With no words added or dropped, transcribe the listing that follows.
Data supplied: Begin
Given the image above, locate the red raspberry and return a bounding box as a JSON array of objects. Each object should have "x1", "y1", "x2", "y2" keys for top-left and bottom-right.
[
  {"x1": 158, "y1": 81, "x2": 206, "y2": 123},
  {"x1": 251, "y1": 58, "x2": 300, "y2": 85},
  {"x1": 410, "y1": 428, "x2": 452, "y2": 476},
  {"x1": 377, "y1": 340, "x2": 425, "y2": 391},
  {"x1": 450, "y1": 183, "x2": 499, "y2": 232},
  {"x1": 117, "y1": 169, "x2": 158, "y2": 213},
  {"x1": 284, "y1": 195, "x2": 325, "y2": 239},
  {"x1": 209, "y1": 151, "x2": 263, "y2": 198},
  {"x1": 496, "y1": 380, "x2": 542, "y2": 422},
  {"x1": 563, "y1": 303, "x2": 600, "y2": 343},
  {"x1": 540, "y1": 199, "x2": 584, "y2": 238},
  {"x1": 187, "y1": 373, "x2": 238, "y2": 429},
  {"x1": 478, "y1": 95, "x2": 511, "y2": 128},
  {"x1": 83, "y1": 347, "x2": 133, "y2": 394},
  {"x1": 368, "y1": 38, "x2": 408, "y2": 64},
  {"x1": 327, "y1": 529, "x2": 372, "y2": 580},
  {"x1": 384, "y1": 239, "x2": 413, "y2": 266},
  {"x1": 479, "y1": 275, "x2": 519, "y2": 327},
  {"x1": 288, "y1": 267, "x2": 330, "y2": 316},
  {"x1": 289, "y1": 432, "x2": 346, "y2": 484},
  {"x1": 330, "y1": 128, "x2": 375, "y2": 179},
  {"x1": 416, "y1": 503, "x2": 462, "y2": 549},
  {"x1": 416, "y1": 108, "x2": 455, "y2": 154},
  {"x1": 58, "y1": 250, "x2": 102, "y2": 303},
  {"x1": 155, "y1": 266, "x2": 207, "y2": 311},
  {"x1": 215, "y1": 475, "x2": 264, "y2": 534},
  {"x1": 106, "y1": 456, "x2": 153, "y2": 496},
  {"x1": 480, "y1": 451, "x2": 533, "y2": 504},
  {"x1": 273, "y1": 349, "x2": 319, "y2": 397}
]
Data supplied: End
• **Result of the task**
Given the image above, locate the red raspberry and return a bounding box as a JSON array of objects. Each object should have "x1", "y1", "x2", "y2" keys for top-left and bottom-right.
[
  {"x1": 158, "y1": 81, "x2": 206, "y2": 123},
  {"x1": 251, "y1": 58, "x2": 300, "y2": 85},
  {"x1": 410, "y1": 428, "x2": 452, "y2": 476},
  {"x1": 377, "y1": 340, "x2": 425, "y2": 391},
  {"x1": 450, "y1": 183, "x2": 499, "y2": 232},
  {"x1": 117, "y1": 169, "x2": 158, "y2": 213},
  {"x1": 284, "y1": 195, "x2": 325, "y2": 239},
  {"x1": 209, "y1": 151, "x2": 263, "y2": 198},
  {"x1": 496, "y1": 380, "x2": 542, "y2": 422},
  {"x1": 563, "y1": 303, "x2": 600, "y2": 343},
  {"x1": 540, "y1": 199, "x2": 584, "y2": 238},
  {"x1": 187, "y1": 373, "x2": 238, "y2": 429},
  {"x1": 478, "y1": 95, "x2": 511, "y2": 128},
  {"x1": 83, "y1": 347, "x2": 133, "y2": 394},
  {"x1": 368, "y1": 38, "x2": 408, "y2": 64},
  {"x1": 327, "y1": 529, "x2": 372, "y2": 580},
  {"x1": 384, "y1": 239, "x2": 413, "y2": 266},
  {"x1": 479, "y1": 275, "x2": 519, "y2": 327},
  {"x1": 288, "y1": 267, "x2": 330, "y2": 316},
  {"x1": 289, "y1": 432, "x2": 346, "y2": 484},
  {"x1": 330, "y1": 128, "x2": 375, "y2": 179},
  {"x1": 416, "y1": 503, "x2": 462, "y2": 549},
  {"x1": 416, "y1": 108, "x2": 455, "y2": 154},
  {"x1": 58, "y1": 250, "x2": 102, "y2": 303},
  {"x1": 155, "y1": 266, "x2": 207, "y2": 311},
  {"x1": 215, "y1": 475, "x2": 264, "y2": 534},
  {"x1": 106, "y1": 456, "x2": 153, "y2": 496},
  {"x1": 480, "y1": 451, "x2": 533, "y2": 504},
  {"x1": 273, "y1": 349, "x2": 319, "y2": 397}
]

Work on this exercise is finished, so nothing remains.